───── RAW RECORDS ─────

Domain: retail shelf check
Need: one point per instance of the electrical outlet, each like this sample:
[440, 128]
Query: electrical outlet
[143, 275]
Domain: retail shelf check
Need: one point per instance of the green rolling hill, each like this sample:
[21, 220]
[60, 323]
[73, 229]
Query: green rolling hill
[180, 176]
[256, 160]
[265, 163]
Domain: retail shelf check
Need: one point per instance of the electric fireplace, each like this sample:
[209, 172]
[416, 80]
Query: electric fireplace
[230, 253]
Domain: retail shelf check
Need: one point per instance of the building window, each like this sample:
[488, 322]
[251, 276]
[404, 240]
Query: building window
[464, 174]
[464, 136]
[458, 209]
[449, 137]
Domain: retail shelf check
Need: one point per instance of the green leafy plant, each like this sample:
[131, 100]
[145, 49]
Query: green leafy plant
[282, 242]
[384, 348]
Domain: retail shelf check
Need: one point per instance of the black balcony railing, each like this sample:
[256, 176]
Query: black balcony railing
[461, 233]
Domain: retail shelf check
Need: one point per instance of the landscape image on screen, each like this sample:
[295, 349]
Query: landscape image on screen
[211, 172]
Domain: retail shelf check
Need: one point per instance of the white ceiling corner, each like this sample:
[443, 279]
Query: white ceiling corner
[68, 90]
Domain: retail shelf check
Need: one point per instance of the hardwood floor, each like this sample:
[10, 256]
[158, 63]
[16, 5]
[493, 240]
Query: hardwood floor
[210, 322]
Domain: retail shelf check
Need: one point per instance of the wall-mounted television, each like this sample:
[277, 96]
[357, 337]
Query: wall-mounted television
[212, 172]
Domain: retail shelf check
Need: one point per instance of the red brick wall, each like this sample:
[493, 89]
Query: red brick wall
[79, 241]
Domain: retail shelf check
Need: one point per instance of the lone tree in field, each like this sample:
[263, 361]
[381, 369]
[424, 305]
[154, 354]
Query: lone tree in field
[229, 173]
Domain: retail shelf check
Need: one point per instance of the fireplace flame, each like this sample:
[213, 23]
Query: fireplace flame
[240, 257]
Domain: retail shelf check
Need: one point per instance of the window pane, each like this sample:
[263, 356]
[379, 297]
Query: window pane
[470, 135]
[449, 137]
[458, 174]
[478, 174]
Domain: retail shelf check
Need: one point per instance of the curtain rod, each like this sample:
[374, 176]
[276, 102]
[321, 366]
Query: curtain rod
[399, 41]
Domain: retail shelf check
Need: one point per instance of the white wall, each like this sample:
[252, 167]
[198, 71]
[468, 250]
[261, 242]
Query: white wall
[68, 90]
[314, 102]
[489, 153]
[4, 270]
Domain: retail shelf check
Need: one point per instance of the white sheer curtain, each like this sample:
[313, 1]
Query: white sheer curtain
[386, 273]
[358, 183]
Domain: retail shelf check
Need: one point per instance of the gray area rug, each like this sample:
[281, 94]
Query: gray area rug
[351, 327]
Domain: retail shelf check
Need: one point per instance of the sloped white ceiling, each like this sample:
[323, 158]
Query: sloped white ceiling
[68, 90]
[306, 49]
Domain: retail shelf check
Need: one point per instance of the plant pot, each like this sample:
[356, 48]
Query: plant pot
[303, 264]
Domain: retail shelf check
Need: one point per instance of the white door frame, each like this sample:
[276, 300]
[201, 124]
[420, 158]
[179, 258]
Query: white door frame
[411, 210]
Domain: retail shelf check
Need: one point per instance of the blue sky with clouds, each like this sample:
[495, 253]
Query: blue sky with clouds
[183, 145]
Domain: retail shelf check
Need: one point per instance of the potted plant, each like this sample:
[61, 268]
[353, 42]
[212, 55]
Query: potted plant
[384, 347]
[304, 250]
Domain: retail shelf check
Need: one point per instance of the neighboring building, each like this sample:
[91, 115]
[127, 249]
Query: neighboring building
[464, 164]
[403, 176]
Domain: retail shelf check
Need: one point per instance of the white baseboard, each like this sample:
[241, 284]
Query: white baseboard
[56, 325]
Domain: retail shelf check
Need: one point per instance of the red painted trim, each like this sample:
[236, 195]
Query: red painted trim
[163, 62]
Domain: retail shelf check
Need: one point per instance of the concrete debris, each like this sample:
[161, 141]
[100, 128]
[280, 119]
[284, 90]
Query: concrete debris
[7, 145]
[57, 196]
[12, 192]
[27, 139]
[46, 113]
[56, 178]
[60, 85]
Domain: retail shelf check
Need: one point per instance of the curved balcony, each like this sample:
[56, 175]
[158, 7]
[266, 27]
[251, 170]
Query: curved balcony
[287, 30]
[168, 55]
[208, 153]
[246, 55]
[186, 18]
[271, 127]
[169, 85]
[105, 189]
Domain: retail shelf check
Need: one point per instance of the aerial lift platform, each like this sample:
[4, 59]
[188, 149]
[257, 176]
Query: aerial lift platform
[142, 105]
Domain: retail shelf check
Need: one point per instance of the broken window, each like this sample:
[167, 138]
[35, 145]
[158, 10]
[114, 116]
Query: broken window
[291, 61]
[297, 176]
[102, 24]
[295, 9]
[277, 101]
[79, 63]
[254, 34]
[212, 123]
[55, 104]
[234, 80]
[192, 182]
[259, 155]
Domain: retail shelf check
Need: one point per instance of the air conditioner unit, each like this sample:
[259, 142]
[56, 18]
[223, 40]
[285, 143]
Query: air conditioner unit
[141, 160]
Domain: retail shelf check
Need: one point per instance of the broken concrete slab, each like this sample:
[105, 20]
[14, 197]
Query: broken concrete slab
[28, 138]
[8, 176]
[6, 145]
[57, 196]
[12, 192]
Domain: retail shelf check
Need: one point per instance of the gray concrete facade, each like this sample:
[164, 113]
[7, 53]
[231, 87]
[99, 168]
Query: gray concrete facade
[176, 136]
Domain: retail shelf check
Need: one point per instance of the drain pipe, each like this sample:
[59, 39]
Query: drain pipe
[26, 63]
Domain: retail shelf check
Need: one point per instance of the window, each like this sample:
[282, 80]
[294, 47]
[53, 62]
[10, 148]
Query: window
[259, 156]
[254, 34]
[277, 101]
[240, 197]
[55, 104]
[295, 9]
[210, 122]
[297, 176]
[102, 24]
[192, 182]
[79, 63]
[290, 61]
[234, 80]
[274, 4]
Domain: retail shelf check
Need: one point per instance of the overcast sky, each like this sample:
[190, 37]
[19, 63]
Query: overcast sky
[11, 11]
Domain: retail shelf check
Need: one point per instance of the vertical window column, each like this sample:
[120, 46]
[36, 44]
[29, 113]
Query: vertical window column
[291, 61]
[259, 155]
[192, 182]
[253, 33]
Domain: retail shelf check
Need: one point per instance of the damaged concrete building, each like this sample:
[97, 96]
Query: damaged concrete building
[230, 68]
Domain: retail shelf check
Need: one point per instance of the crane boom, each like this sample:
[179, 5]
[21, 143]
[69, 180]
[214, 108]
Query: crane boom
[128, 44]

─────

PROBLEM:
Repeat the data exactly. Leave nothing out.

ANSWER BELOW:
Domain: retail shelf check
Need: one point per instance of the electrical outlet, each like this sample:
[440, 128]
Query: electrical outlet
[143, 275]
Domain: retail shelf check
Need: one point per instance of the green rolling hill, each like this sample:
[21, 220]
[60, 323]
[73, 229]
Query: green rolling hill
[180, 176]
[256, 160]
[265, 163]
Domain: retail shelf check
Need: one point per instance of the electric fireplace, each like this sample:
[209, 172]
[416, 80]
Query: electric fireplace
[230, 253]
Domain: retail shelf check
Need: one point per instance of the building window, each like this sample:
[488, 322]
[251, 276]
[404, 240]
Query: building window
[464, 174]
[464, 136]
[458, 209]
[449, 137]
Domain: retail shelf check
Need: one point per instance of the green leafy plant, each like this sample:
[131, 100]
[145, 49]
Query: green leafy plant
[282, 242]
[384, 348]
Domain: retail shelf check
Need: one point per instance of the black balcony railing, each like this sample:
[256, 176]
Query: black balcony railing
[461, 233]
Domain: retail shelf check
Need: one point per instance of the landscape image on screen, each like this sample:
[295, 349]
Query: landscape image on screen
[211, 172]
Domain: retail shelf check
Need: one point per instance of the white ceiling corner, each like this sample:
[443, 279]
Query: white ceiling corner
[68, 90]
Domain: retail shelf check
Need: one point per instance of the hardwood floor, each like this sample:
[10, 256]
[158, 63]
[16, 5]
[493, 240]
Query: hardwood floor
[210, 322]
Domain: retail shelf check
Need: one point per instance of the wall-mounted television, each like this sample:
[277, 96]
[357, 337]
Query: wall-mounted television
[212, 172]
Domain: retail shelf check
Need: one point per instance of the red brick wall, each like this sample:
[493, 89]
Query: red brick wall
[79, 241]
Domain: retail shelf check
Need: one point per instance of the lone tree in field, each like this sample:
[263, 361]
[381, 369]
[424, 305]
[154, 354]
Query: lone tree in field
[229, 173]
Domain: retail shelf check
Need: one point per instance of the fireplace flame, each like this sample:
[213, 23]
Query: fireplace flame
[240, 257]
Domain: retail shelf check
Need: one point per instance of the window pane, each like this sample:
[263, 356]
[379, 297]
Query: window pane
[470, 135]
[449, 137]
[458, 174]
[478, 174]
Domain: retail shelf check
Need: one point per instance of the curtain rod, each like this sample:
[374, 176]
[276, 102]
[321, 366]
Query: curtain rod
[399, 41]
Domain: retail shelf check
Need: one point per instance of the white wall, each like this sample:
[252, 167]
[198, 71]
[468, 250]
[261, 242]
Query: white wall
[68, 90]
[314, 102]
[489, 153]
[4, 270]
Domain: retail shelf check
Need: one point per instance of the white sheer curtain, each like this sample:
[313, 1]
Query: white sheer curtain
[386, 273]
[358, 183]
Domain: retail shelf check
Need: one point per instance of the gray area rug, each like this sample:
[281, 94]
Query: gray area rug
[351, 327]
Domain: retail shelf check
Need: one point per instance of the sloped white ceiling, each like this sample:
[323, 158]
Query: sloped white ceiling
[68, 90]
[306, 49]
Domain: retail shelf check
Need: one point per instance of the plant pot, each like this sample:
[356, 48]
Query: plant pot
[303, 264]
Domain: retail shelf check
Need: one point per instance of the white door frame, each like this sample:
[276, 300]
[201, 124]
[420, 158]
[179, 258]
Query: white door frame
[411, 210]
Domain: retail shelf check
Need: one point per instance of the blue sky with clouds, each like this sample:
[495, 253]
Query: blue sky with clouds
[183, 145]
Domain: retail shelf check
Need: one point per instance of the potted plant, each like this sample:
[61, 268]
[353, 42]
[212, 55]
Query: potted plant
[384, 347]
[304, 250]
Domain: retail shelf check
Need: one point per instance of the neighboring building, each like this sample:
[91, 115]
[127, 249]
Query: neighboring building
[464, 164]
[403, 176]
Domain: retail shelf check
Need: one point per instance of the white baseboard, each like this sample:
[241, 284]
Query: white baseboard
[56, 325]
Domain: retail shelf check
Need: one point per instance of the red painted trim, each like this sample:
[236, 195]
Query: red painted trim
[163, 62]
Domain: retail shelf check
Need: one point per instance of the concrete debris, each like this sample:
[161, 141]
[100, 128]
[280, 119]
[284, 90]
Query: concrete debris
[7, 145]
[57, 196]
[12, 192]
[27, 139]
[46, 113]
[56, 178]
[60, 85]
Domain: retail shelf check
Need: one point per instance of the curved balcony, each like this sample:
[56, 175]
[158, 7]
[266, 27]
[251, 170]
Query: curved balcony
[287, 30]
[168, 55]
[208, 153]
[246, 55]
[186, 18]
[271, 127]
[169, 85]
[105, 189]
Domain: retail shelf check
Need: one point per instance of the aerial lift platform, each like this sample:
[4, 59]
[188, 149]
[257, 176]
Query: aerial lift platform
[142, 105]
Domain: retail shelf check
Need: one point per instance of the broken window, each like this sample:
[167, 138]
[35, 145]
[158, 10]
[114, 116]
Query: broken window
[291, 61]
[297, 176]
[102, 24]
[295, 9]
[277, 101]
[79, 63]
[254, 34]
[212, 123]
[55, 104]
[234, 80]
[192, 182]
[259, 155]
Domain: retail shelf check
Need: one point per instance of the air conditioner unit, each like this sample:
[259, 142]
[56, 18]
[223, 40]
[285, 143]
Query: air conditioner unit
[141, 160]
Domain: retail shelf check
Need: one point per instance of the broken concrete slab, each like this sample:
[105, 20]
[14, 197]
Query: broken concrete slab
[28, 138]
[8, 176]
[6, 145]
[57, 196]
[12, 192]
Domain: retail shelf check
Need: one point per instance of the gray concrete facade, each like this sample:
[164, 113]
[7, 53]
[231, 87]
[99, 168]
Query: gray concrete facade
[176, 136]
Domain: retail shelf check
Need: one point per instance of the drain pipe, each like this sample:
[59, 39]
Query: drain pipe
[26, 63]
Domain: retail shelf check
Need: one point per instance of the window, each like this sample:
[282, 80]
[294, 47]
[53, 62]
[10, 148]
Query: window
[259, 156]
[254, 34]
[277, 101]
[240, 197]
[55, 104]
[295, 9]
[210, 122]
[297, 176]
[102, 24]
[192, 182]
[79, 63]
[290, 61]
[234, 80]
[274, 4]
Domain: retail shelf check
Need: one point per instance of the overcast sky, each like this sample:
[190, 37]
[19, 63]
Query: overcast sky
[11, 11]
Domain: retail shelf check
Need: one point per instance of the vertical window column, each like this sample:
[120, 46]
[36, 44]
[29, 113]
Query: vertical window column
[291, 61]
[259, 155]
[192, 182]
[253, 33]
Domain: retail shelf check
Need: one point per instance of the damaged concrete building, each like this sample:
[97, 96]
Query: damaged concrete building
[230, 68]
Domain: retail shelf check
Need: one point per instance of the crane boom, each like this sample:
[179, 5]
[21, 143]
[69, 180]
[214, 108]
Query: crane boom
[128, 44]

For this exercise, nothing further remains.